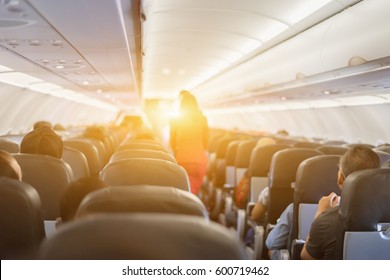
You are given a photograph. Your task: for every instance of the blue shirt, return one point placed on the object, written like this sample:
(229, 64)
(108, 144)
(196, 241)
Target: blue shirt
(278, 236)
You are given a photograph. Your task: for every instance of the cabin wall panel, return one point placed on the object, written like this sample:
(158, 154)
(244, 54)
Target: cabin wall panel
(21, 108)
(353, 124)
■ ■ ■ ■
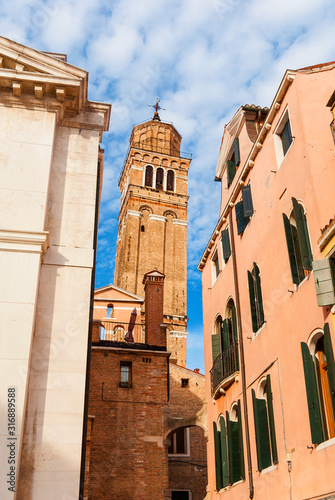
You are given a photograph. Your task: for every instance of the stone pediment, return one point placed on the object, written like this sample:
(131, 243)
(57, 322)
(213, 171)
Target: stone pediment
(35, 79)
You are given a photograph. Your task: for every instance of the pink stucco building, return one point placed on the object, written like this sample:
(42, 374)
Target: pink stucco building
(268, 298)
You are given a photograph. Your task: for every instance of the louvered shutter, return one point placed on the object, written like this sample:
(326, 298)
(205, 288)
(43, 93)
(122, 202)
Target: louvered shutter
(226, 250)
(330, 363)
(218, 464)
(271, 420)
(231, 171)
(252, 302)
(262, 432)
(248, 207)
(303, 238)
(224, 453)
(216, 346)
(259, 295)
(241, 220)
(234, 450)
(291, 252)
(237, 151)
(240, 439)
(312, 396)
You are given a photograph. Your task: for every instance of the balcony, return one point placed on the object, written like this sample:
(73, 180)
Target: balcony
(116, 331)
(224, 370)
■ ■ ■ ■
→ **EXERCISE AIM**:
Count the lines in the items above that contain the word "Target", where uppercase and lowercase letters must match. Reply with only the number.

→ **CORRECT RESPONSE**:
6